* DOCUMENT TEXT:
■ ■ ■

Last month we reported (1, 2, 3, 4, 5) that consultants from SAIC testified before Congress, mistakenly identifying a fan video created by a Dutch Battlefield 2 player as terrorist propaganda.

Nightline ran a story on the topic last night, in which they both show the absurdity of the whole series of events and expose the Pentagon's simple-mindedness about such issues. I was interviewed for the story, which you can read or watch at ABC's website. Also covered at Gamepolitics and Kotaku. It's a good story, and I'm glad Nightline put this sort of report together. I'm also glad I got the last word, which I think is really the point of the matter:

"We should really be questioning the kind of advice that Congress is getting," Bogost says.

Comments (5)

Wonderful. I'm so pleased that your campaign has borne such public and effective fruit. Let's hope some jobs are lost over this.

The Pentagon suits were an joke - and caught out lying yet again. Who'd have thought it?

■ ■ ■

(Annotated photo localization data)
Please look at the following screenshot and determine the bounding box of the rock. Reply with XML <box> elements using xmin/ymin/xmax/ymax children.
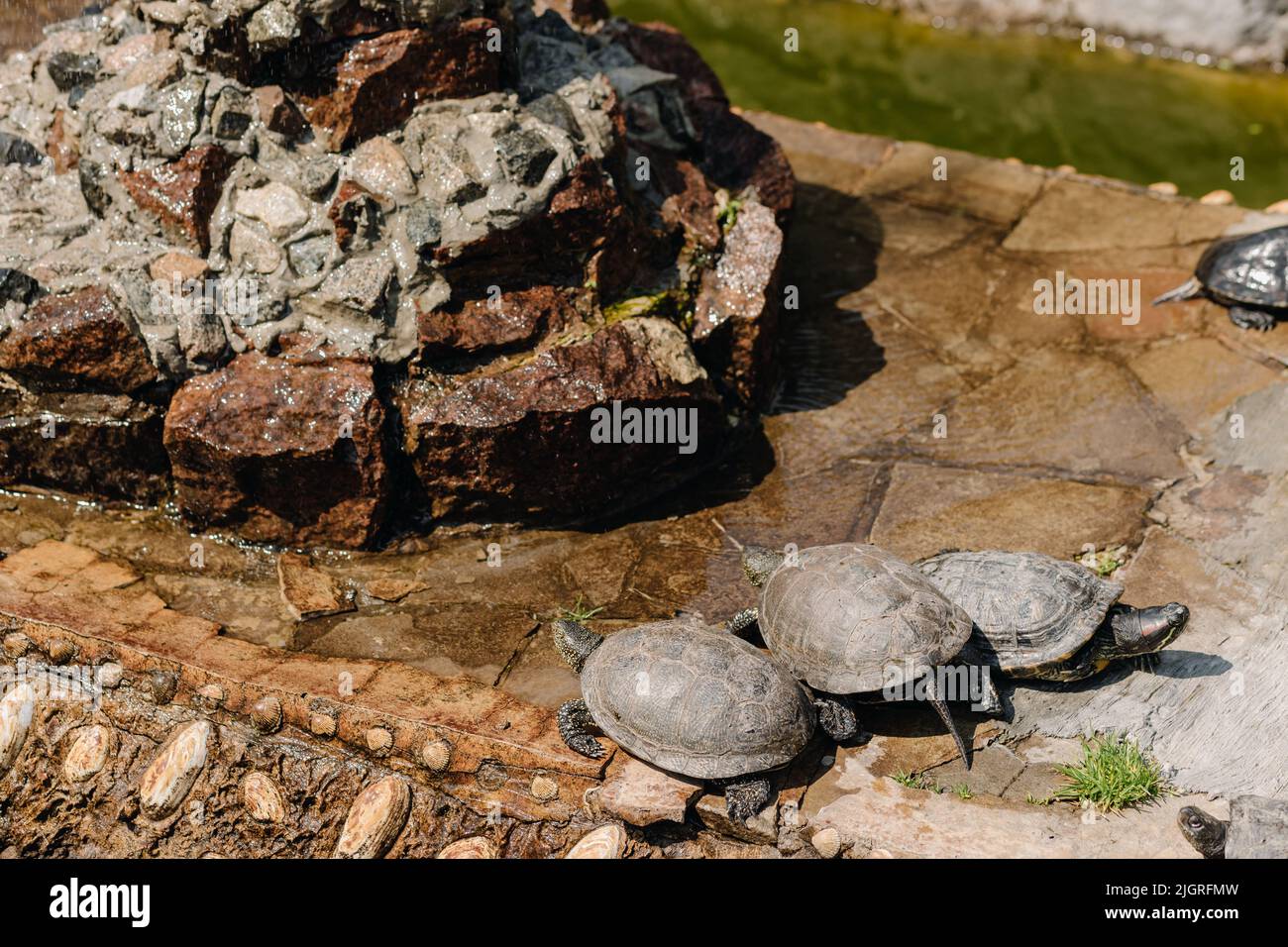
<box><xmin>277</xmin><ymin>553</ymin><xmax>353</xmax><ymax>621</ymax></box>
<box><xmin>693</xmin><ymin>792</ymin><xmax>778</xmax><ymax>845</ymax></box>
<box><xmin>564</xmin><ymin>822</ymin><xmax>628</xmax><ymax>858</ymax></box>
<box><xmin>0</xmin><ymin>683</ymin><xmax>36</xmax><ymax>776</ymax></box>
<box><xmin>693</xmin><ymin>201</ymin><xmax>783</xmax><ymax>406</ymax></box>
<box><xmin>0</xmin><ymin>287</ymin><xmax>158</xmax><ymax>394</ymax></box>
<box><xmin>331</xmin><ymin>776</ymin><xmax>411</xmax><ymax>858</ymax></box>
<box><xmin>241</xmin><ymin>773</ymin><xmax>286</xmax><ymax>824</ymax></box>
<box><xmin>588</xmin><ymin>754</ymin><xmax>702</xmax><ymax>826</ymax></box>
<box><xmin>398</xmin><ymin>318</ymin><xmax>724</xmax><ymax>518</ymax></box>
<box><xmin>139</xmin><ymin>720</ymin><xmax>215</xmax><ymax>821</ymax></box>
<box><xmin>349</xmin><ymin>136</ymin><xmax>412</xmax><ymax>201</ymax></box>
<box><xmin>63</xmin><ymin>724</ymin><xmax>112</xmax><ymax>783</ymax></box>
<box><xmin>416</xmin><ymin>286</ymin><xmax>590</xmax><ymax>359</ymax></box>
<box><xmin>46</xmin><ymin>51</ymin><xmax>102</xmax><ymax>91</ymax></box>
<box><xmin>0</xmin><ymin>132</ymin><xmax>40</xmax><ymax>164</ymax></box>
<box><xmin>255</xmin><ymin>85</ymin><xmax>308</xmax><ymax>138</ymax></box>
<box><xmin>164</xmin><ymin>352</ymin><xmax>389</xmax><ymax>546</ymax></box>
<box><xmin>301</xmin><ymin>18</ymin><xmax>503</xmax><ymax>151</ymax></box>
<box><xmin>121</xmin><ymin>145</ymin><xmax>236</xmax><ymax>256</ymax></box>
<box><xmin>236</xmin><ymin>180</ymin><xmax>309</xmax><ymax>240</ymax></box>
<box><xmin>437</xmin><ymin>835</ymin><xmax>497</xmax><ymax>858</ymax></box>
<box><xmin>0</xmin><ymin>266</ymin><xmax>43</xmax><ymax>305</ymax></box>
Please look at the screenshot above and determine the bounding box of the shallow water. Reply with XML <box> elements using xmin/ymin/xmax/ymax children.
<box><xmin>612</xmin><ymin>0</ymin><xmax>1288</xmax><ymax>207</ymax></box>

■ ■ ■

* QUESTIONS:
**A.** Answer these from the blog post about the Nightline story:
(i) Who made the fan video that was called terrorist propaganda?
(ii) Besides ABC's website, where else was the story covered?
(iii) How many comments does the post show?
**B.** Pick up the blog post about the Nightline story after its last line and keep writing.
You can leave the rows aside; they aren't needed.

* RESULTS FOR EACH TASK:
**A.**
(i) A Dutch Battlefield 2 player
(ii) Gamepolitics and Kotaku
(iii) Five

**B.**
Should read "a joke", obviously. Grr...

awesome Ian! nice job.

Good to see a foward thinking representative of our medium get some mainstream press exposure, even if only for the "internet edition".

They asked the question: what if terrorists used a game to recruit young terrorists? Its already happened, its called America's Army.

It may have been sloppy research, but, sadly, it doesn't invalidate the assumption. In fact, Hizbullah used a US-made Open Source engine, (Genesis 3D) to make and publish an FPS game called Special Force. (I think SAIC also confused this with another BF2 mod, or another FPS mod, not sure.) the wikipedia has a bit on it, and it has its own english website.